• **The task**
Take the line containing "Thank you for the photo. Could you pin the flock" and every line after it in the data below, and print them exactly as given, with nothing else.

+++ Materials provided

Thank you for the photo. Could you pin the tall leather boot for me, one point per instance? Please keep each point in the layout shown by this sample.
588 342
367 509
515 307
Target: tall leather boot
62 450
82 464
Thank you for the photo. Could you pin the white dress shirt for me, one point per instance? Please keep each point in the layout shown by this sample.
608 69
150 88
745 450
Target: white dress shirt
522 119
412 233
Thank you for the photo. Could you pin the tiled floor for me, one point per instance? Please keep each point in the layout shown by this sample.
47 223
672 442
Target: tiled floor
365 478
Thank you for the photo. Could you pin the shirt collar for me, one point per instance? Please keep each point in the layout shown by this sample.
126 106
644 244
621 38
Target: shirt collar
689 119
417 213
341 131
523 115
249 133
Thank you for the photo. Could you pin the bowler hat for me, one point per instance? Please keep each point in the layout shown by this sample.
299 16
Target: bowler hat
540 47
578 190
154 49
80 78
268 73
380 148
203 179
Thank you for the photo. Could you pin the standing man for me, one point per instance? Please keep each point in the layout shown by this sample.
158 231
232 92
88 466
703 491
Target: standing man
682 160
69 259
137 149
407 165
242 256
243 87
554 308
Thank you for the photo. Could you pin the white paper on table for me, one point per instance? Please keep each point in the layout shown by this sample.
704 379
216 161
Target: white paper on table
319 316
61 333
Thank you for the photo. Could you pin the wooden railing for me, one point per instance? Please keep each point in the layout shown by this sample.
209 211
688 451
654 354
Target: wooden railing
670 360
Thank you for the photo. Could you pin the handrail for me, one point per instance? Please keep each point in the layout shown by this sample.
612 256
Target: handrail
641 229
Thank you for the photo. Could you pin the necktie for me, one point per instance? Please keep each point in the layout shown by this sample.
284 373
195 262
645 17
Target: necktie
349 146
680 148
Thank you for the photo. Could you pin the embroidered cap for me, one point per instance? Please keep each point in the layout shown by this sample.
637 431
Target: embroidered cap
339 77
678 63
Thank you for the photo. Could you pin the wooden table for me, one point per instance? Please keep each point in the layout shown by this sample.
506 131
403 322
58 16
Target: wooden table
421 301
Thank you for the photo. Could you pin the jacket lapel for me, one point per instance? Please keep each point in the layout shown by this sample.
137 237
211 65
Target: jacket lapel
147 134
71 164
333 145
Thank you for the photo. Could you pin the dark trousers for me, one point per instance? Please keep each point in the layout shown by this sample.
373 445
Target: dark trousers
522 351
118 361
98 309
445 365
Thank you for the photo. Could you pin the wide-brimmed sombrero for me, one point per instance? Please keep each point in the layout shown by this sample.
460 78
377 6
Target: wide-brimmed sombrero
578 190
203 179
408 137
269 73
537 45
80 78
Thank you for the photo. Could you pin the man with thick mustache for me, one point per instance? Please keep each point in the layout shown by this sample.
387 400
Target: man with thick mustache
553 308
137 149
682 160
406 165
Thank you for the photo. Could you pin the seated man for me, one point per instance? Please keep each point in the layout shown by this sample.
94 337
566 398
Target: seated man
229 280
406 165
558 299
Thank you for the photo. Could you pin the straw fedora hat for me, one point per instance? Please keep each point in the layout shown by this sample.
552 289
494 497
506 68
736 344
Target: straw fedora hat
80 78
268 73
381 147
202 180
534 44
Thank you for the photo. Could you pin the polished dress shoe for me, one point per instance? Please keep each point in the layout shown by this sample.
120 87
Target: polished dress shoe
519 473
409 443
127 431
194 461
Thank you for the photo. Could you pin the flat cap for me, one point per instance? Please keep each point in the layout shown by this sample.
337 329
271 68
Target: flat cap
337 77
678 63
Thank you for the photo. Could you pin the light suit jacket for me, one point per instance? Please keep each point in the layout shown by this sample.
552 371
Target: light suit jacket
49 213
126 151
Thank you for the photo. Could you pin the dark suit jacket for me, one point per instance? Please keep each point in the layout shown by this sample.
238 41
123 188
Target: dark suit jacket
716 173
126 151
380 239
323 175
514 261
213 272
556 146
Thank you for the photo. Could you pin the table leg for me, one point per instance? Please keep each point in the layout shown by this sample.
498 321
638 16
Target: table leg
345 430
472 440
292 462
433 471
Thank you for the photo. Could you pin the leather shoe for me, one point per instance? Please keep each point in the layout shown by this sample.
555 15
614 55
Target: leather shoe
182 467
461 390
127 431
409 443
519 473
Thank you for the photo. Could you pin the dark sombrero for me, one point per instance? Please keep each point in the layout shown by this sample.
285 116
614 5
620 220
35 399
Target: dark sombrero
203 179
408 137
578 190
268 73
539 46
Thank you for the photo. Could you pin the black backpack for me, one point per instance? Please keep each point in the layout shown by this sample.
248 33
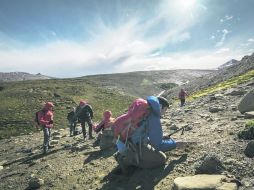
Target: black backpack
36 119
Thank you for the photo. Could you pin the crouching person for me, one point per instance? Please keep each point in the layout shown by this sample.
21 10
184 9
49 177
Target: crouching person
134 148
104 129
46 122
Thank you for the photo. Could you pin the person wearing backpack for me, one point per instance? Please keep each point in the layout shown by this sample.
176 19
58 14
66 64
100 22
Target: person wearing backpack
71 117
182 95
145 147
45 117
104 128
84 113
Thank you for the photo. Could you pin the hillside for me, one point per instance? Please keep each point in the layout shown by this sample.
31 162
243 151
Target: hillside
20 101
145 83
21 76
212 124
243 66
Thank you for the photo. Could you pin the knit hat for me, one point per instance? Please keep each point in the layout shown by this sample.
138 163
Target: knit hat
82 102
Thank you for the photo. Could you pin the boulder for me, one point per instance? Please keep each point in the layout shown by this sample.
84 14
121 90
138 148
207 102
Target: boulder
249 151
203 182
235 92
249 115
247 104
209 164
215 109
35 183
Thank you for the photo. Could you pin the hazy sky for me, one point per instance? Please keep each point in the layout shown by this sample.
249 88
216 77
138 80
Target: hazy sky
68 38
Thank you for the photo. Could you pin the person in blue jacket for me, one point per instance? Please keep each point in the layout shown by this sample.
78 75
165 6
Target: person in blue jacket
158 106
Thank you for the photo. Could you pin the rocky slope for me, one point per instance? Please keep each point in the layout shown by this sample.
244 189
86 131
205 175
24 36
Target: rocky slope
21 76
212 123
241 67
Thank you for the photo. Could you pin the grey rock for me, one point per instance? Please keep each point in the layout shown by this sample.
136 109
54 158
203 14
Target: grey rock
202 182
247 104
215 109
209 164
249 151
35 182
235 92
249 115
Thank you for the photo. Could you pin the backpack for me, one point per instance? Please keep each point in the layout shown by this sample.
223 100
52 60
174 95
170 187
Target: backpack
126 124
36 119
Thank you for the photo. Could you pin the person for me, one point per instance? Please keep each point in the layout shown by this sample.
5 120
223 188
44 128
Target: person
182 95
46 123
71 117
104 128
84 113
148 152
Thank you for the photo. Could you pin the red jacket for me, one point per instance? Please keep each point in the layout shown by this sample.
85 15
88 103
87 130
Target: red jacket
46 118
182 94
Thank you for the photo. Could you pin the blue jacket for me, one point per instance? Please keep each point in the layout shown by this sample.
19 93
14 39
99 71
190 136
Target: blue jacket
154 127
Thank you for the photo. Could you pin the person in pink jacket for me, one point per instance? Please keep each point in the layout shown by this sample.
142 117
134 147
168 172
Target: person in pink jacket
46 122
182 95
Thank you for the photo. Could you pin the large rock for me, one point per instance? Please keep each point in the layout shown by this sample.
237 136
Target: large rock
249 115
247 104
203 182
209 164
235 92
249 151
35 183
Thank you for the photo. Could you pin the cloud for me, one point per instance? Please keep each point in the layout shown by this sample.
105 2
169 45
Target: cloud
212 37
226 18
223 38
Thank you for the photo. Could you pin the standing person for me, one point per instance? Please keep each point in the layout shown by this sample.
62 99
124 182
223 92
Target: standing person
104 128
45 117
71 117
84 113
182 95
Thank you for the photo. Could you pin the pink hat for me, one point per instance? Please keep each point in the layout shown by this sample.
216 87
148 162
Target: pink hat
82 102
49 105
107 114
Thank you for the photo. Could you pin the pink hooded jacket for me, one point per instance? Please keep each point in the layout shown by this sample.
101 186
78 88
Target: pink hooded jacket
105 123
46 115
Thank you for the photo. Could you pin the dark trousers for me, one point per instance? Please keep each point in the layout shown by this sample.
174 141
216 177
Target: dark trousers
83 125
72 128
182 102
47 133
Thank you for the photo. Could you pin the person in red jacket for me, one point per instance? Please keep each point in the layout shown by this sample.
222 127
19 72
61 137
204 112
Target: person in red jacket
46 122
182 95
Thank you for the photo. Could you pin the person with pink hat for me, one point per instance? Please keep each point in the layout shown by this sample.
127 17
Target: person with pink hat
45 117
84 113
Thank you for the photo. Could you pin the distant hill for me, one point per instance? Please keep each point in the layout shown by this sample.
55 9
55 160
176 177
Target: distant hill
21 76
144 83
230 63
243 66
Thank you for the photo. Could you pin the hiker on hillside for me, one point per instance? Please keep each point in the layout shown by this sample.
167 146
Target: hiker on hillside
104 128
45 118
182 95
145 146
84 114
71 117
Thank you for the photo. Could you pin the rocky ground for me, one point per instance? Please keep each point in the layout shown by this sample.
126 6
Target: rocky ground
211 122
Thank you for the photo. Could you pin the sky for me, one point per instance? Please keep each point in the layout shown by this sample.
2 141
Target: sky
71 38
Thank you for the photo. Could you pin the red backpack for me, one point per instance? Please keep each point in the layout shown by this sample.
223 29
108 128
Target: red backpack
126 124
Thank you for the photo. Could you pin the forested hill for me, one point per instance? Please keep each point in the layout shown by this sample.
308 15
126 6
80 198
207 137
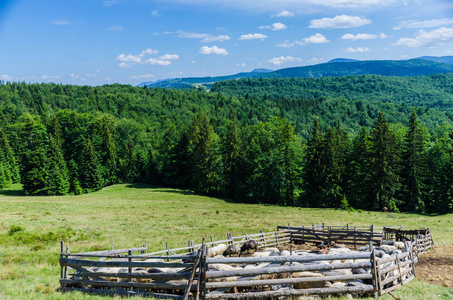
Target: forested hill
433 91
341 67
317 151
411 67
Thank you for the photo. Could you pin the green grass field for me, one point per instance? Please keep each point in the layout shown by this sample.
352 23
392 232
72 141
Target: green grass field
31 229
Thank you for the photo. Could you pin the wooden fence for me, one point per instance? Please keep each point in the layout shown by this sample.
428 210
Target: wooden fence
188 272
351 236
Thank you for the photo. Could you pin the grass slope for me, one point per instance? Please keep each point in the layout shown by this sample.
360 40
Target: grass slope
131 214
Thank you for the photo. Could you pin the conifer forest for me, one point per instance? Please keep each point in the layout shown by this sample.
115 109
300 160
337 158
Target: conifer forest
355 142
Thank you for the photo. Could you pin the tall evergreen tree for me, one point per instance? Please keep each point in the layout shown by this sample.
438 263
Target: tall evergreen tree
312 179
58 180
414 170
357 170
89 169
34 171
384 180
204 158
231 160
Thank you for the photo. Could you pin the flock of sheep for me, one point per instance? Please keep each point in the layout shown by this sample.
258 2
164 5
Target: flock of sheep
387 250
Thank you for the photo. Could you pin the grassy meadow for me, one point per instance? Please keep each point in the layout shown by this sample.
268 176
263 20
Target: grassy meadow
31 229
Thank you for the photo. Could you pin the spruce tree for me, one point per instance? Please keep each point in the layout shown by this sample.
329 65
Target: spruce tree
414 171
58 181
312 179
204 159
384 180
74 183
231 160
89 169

++++++

• **The reply**
Thank you for the photo. Could you pin the flock of sheep for me, one point per instance? Please keep each point in the layout shown by this sample.
258 2
164 5
Target: flock of sheep
387 250
Thank you for the photo. Could you pin the grassy meadow for me, one point per instance? Please keep each point in the layout shown by this sample.
268 176
263 20
Target: grassy meadow
31 229
Thank you for the photo. Could you pin the spruce tree for me, one point per instance? Please keep each point in the layout shown by this sample.
329 65
Target: spruce tree
414 171
58 181
312 179
204 159
384 180
74 183
231 160
89 169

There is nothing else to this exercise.